Exercise — Copy the line with "Target: blue bowl" and all lines following it through the last line of the entries, exactly as written.

Data for this task —
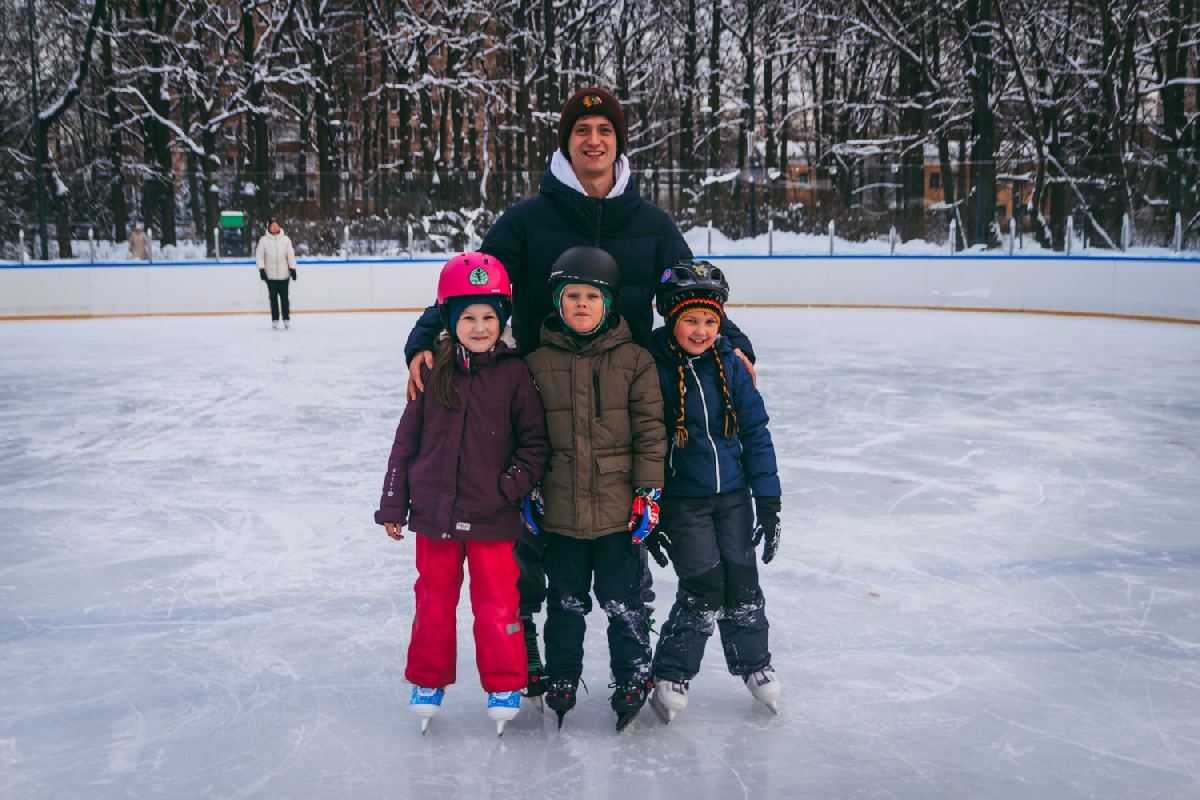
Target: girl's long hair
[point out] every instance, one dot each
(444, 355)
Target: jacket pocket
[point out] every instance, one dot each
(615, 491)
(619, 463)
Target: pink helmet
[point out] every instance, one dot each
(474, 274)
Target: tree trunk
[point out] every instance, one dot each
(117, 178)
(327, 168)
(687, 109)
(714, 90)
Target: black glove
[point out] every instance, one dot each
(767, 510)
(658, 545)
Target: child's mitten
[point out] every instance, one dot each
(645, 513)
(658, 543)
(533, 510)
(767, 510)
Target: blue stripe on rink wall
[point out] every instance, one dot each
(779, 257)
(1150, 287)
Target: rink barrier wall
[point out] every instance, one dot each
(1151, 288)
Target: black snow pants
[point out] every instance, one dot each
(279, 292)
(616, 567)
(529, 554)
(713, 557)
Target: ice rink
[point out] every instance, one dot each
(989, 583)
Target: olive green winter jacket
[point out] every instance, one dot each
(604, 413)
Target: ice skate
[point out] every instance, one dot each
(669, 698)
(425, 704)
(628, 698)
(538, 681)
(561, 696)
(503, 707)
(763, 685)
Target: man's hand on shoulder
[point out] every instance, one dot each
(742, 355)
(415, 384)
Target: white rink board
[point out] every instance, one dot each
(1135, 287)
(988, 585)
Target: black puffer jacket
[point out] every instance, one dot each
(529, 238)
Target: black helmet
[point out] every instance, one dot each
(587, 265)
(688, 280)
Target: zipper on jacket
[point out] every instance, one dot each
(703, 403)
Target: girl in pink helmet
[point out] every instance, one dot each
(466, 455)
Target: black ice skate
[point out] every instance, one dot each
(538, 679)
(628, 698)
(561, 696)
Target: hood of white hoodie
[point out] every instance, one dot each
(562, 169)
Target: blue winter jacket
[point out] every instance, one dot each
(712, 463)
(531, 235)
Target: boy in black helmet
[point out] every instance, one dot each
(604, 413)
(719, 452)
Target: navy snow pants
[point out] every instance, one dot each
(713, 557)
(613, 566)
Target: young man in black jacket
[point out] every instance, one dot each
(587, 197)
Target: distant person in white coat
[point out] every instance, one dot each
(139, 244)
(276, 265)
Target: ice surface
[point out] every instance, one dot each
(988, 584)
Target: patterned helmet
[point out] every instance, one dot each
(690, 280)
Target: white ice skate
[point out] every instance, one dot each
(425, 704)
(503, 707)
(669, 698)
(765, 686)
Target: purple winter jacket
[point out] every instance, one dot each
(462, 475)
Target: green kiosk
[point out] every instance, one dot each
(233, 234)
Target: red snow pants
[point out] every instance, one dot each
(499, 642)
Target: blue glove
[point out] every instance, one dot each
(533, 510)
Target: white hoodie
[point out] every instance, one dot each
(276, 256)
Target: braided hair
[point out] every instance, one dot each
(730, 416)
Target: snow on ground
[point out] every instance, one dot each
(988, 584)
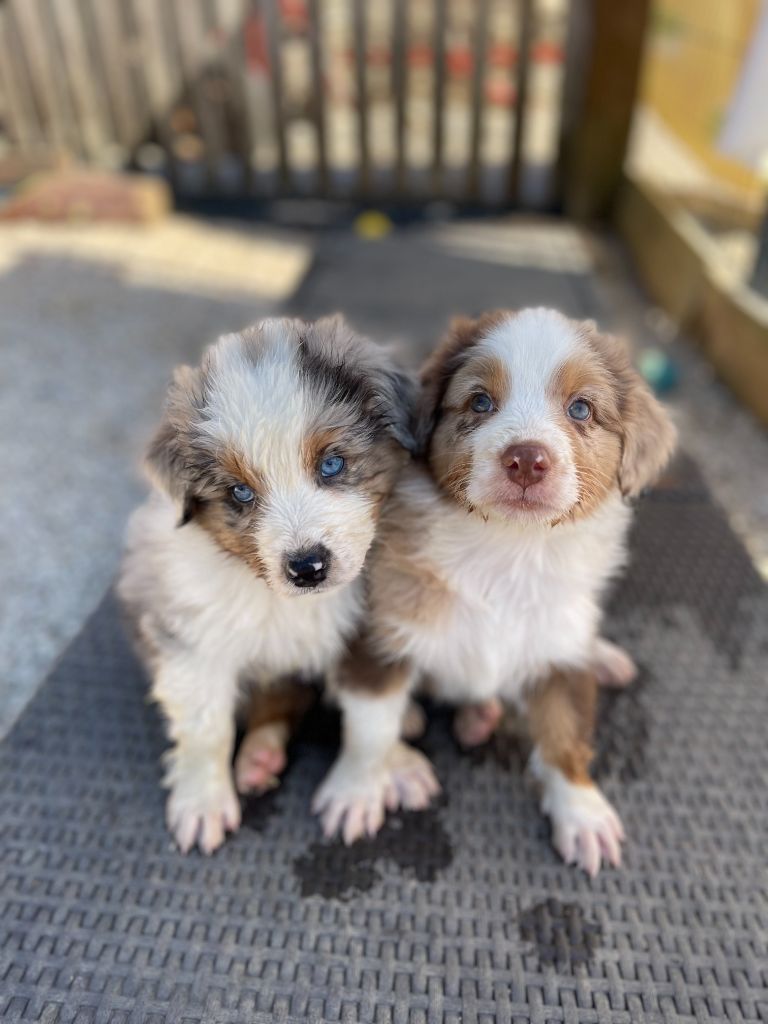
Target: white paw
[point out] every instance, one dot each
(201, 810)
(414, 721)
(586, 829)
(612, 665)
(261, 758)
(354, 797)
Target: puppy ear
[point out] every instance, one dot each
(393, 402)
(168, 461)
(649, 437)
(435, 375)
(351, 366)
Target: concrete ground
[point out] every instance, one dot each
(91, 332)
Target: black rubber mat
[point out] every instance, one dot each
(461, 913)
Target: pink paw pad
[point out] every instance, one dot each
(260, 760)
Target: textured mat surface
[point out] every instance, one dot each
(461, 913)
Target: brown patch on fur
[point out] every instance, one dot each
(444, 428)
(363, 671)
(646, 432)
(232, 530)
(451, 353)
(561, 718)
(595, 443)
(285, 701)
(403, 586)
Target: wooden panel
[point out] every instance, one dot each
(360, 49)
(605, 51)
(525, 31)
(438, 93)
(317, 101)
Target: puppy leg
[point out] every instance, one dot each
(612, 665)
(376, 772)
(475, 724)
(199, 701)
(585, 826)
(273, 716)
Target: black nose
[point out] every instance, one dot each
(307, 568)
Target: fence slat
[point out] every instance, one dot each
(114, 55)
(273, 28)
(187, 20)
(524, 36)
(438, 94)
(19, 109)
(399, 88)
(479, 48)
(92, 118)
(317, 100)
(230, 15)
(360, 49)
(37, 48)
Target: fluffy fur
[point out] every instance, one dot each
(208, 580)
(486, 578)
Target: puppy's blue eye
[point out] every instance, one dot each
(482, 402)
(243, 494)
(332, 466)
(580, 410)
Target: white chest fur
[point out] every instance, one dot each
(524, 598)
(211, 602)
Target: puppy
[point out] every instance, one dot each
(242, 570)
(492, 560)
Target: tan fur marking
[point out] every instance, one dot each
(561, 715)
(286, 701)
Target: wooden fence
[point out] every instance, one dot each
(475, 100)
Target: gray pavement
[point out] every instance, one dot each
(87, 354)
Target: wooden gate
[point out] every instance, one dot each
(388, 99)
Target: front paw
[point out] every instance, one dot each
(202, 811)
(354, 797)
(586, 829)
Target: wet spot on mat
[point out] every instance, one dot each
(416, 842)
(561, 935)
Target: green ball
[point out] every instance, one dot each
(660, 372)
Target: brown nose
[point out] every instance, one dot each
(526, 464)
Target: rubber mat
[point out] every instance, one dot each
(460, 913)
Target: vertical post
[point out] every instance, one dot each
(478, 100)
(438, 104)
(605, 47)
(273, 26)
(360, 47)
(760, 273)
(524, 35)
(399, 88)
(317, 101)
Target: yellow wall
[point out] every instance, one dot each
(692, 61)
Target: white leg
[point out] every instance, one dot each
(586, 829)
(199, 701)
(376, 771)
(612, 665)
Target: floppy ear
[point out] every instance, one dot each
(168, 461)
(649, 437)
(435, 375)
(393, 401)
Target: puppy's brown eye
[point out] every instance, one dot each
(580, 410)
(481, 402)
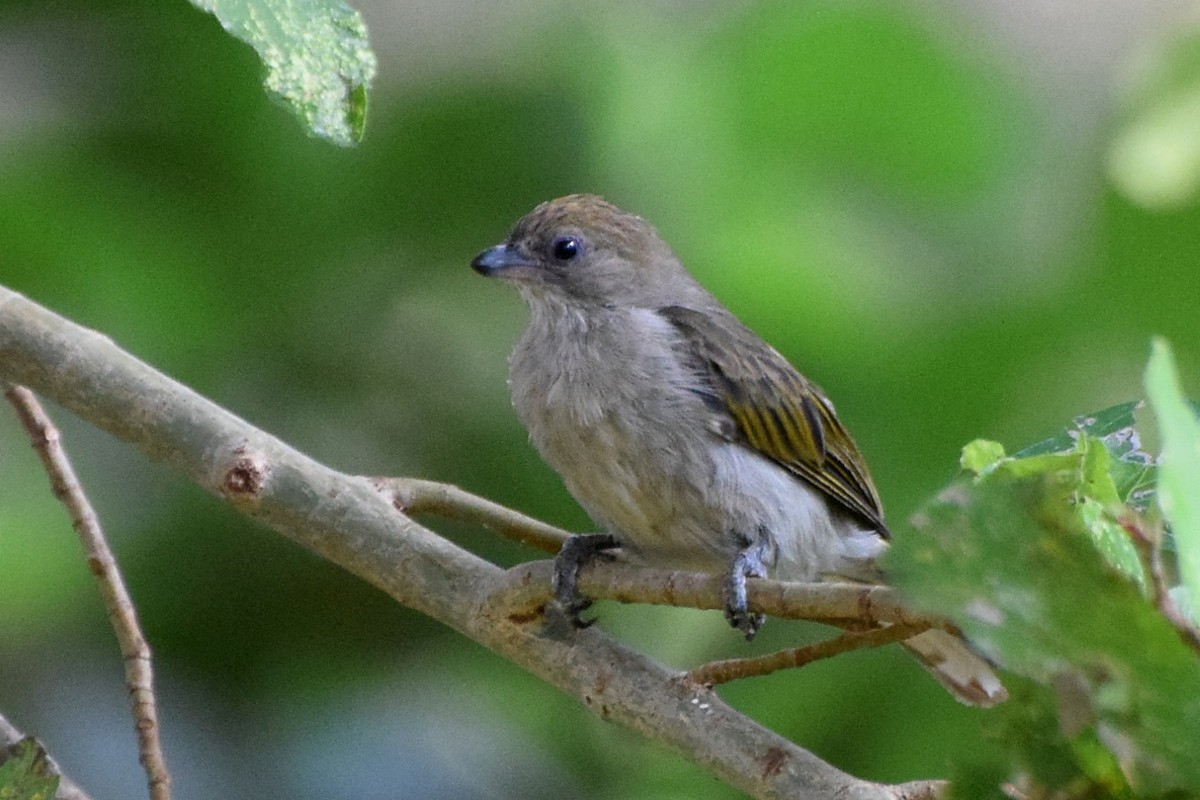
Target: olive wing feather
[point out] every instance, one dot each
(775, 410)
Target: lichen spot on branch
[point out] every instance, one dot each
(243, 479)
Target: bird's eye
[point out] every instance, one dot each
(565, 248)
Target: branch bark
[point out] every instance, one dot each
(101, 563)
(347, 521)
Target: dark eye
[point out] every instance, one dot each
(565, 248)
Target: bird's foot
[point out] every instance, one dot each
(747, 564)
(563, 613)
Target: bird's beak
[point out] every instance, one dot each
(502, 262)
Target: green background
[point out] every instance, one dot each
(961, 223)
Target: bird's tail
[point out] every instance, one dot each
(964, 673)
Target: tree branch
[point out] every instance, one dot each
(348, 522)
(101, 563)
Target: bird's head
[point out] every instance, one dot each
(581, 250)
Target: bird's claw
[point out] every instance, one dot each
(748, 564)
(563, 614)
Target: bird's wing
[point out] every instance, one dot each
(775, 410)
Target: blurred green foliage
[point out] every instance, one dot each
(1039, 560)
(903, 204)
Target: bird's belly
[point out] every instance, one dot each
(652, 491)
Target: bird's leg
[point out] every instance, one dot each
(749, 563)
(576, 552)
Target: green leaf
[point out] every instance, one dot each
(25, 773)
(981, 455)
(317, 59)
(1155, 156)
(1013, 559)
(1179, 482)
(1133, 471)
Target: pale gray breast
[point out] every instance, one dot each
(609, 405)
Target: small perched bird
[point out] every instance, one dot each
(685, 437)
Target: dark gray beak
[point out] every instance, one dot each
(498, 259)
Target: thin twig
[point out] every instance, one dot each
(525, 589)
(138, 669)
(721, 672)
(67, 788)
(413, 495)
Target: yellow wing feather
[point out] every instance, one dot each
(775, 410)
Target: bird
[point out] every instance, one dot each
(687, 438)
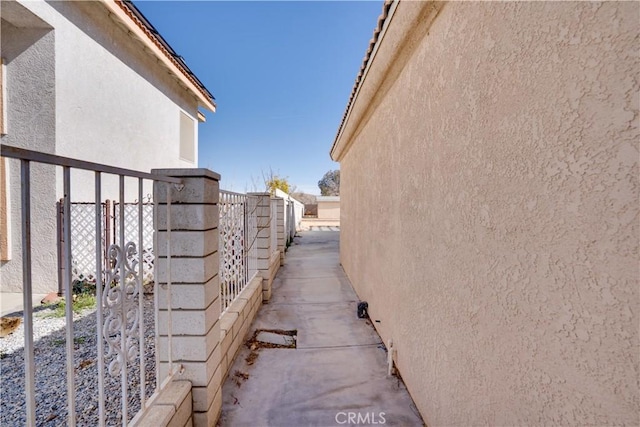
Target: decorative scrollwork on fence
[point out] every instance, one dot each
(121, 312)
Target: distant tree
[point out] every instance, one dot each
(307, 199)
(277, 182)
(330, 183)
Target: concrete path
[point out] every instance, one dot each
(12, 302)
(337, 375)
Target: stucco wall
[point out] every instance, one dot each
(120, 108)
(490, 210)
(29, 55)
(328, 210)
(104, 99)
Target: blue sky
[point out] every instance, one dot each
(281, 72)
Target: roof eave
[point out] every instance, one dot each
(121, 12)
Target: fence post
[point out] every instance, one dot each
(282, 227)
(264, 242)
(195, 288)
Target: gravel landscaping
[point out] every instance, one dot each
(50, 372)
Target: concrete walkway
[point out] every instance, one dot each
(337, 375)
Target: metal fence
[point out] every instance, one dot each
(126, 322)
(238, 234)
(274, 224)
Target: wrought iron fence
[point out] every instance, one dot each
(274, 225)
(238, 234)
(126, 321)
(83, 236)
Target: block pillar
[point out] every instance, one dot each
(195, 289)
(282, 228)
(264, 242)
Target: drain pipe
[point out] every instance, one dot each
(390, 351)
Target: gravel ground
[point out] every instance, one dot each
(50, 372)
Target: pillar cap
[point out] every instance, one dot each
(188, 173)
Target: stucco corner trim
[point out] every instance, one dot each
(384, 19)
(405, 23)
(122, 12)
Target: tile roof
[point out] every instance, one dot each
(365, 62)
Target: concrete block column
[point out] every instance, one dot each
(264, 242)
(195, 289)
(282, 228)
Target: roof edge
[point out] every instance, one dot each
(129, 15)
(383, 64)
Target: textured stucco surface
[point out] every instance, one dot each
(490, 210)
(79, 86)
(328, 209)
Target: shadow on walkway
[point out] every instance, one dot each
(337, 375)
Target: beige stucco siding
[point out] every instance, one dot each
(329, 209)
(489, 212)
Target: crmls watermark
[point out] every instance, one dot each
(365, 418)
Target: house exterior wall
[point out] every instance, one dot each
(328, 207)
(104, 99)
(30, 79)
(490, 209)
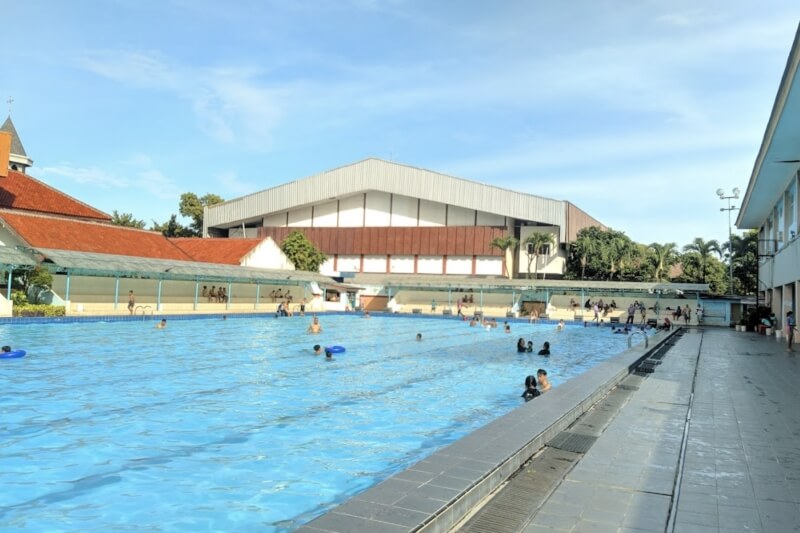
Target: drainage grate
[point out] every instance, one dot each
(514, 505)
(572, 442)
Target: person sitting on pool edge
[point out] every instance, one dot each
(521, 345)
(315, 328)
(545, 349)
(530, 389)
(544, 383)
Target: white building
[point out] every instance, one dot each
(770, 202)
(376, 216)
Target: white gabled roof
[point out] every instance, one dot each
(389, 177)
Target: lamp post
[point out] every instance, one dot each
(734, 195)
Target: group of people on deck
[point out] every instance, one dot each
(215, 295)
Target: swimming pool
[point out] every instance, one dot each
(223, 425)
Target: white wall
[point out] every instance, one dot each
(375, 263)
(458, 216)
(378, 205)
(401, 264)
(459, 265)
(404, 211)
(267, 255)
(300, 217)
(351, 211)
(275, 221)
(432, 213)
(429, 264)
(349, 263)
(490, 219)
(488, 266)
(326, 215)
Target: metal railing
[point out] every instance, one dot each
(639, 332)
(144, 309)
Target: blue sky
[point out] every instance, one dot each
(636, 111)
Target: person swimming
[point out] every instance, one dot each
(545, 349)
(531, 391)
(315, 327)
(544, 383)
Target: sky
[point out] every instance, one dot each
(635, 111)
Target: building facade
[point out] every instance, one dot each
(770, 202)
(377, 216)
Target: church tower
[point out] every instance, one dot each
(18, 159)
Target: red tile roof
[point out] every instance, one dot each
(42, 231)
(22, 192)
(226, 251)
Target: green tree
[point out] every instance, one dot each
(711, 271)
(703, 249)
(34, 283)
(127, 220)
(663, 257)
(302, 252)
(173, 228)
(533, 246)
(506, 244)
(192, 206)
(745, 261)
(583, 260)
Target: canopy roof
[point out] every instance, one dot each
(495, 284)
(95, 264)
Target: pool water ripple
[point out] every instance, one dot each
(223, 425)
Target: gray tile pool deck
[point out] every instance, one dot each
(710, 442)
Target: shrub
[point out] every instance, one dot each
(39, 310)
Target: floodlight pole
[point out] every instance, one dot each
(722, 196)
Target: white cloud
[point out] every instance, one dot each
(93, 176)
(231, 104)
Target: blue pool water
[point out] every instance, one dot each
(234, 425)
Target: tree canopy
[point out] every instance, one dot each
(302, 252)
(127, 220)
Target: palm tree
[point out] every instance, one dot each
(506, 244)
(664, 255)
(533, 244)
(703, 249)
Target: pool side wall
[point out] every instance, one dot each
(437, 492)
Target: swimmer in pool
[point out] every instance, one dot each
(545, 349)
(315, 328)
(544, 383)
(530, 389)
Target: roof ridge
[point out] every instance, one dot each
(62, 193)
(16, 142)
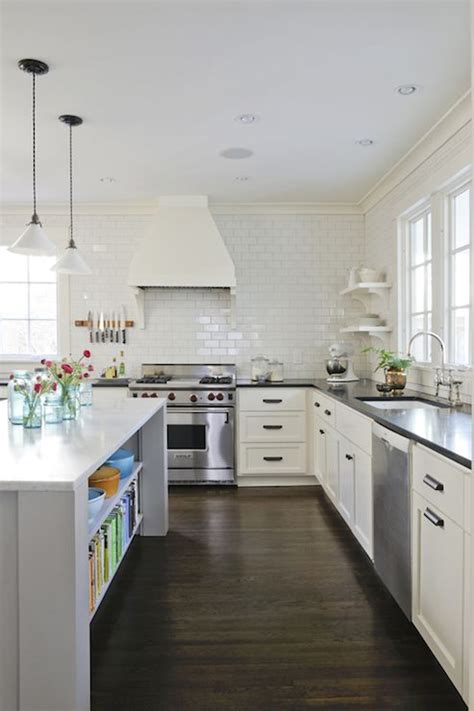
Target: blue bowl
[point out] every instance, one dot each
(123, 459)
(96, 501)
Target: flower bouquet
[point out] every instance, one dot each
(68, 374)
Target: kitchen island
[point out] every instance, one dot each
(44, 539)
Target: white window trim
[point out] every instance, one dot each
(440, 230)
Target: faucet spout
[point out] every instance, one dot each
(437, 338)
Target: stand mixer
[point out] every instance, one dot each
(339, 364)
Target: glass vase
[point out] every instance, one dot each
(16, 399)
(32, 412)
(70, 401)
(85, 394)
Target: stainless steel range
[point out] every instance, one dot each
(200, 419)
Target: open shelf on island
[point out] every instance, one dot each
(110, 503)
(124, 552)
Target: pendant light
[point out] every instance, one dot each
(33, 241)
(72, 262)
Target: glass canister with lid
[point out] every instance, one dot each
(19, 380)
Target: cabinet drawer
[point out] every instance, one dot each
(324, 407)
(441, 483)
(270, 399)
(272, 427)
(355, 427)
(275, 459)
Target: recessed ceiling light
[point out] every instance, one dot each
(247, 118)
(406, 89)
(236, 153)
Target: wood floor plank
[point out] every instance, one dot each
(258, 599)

Answer to the exercise —
Target: blue bowl
[point out] every instance, one dot each
(123, 459)
(96, 501)
Target: flower bouquet
[point out] every instance, one dot each
(68, 374)
Target: kitchen island
[point out] every instance, one dot each
(44, 539)
Target: white window trim
[point out] every instance, one dot each
(440, 230)
Target: faucet spout
[point out] every instance, one dot each
(437, 338)
Target: stand mixer
[point out] every instance, one dot each
(339, 364)
Target: glass vase
[point out] every instance, one dot each
(16, 399)
(32, 412)
(70, 401)
(85, 394)
Target: stainless steel range
[point out] every instance, one dot each
(200, 419)
Target: open shelf on island
[point out] every instance, one dot each
(110, 503)
(124, 552)
Target: pendant light
[point out] every instance, one dot each
(33, 241)
(72, 262)
Target: glass canister with lid
[point out] every instance, one dot each
(19, 380)
Target: cabinet drawer
[point out] every instance, one dot each
(324, 407)
(441, 483)
(270, 399)
(272, 427)
(355, 427)
(275, 459)
Target: recessed ceiling light
[point out] every instance, one dot each
(247, 118)
(406, 89)
(236, 153)
Target: wood floor plank
[point out] every instance, one dot each
(258, 599)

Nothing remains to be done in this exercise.